=== RECORD SET ===
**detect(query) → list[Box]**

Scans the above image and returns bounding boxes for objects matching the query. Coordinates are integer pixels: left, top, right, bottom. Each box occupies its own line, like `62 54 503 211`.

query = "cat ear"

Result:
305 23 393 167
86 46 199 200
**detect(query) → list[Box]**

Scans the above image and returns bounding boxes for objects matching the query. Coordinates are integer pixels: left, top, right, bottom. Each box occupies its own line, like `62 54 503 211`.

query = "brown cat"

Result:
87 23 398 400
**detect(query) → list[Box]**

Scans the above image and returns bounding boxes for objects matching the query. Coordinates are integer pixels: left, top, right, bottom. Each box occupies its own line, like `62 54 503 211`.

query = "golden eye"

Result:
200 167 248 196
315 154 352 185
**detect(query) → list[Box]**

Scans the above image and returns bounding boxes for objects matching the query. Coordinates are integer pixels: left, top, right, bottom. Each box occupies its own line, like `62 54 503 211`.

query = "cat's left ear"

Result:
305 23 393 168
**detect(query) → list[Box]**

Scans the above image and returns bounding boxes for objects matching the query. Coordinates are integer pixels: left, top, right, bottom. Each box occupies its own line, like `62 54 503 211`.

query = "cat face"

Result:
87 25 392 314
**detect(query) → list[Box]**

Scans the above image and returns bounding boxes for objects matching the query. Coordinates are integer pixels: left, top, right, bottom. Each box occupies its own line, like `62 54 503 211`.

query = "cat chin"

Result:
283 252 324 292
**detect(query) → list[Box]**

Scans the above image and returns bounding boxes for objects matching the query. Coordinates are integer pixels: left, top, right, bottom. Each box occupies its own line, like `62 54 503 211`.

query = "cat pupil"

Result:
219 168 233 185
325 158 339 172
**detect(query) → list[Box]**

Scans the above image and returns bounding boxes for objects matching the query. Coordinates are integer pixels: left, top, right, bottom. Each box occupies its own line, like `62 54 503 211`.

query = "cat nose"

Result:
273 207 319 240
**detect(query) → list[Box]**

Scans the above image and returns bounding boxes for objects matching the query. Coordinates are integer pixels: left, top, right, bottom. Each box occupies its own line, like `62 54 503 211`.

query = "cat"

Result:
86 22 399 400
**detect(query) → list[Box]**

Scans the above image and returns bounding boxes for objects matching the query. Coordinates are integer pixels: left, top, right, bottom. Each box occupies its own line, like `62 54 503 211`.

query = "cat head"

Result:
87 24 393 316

--

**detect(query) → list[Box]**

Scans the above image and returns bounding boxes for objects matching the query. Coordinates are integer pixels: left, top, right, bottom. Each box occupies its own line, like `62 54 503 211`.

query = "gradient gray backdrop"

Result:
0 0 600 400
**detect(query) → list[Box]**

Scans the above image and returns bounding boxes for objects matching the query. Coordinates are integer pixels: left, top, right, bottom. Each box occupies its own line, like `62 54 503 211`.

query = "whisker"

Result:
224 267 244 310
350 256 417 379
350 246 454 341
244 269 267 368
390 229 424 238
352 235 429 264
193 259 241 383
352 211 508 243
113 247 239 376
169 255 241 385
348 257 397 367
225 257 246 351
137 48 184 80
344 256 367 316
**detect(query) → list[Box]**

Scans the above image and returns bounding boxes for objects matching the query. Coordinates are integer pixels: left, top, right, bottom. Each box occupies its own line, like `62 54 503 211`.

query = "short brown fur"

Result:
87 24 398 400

* * *

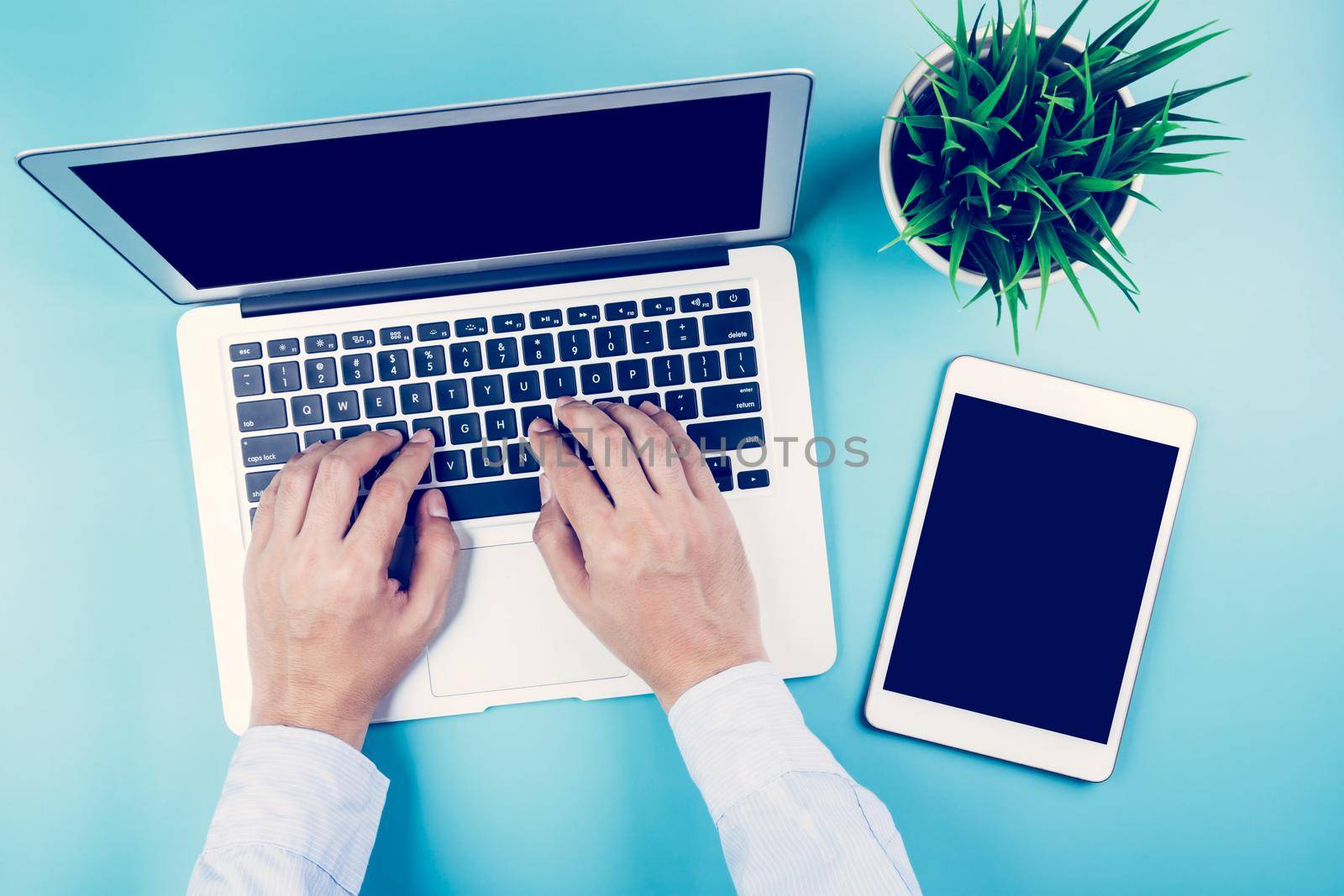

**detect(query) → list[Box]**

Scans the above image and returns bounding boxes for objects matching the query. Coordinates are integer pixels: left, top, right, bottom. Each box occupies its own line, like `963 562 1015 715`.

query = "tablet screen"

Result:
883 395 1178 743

=== WRITTEN EXERCISE ===
Pull out every line above that contains the word "brown" and copy each one in full.

=== FULL OUTPUT ===
query = "brown cat"
query = "short brown fur"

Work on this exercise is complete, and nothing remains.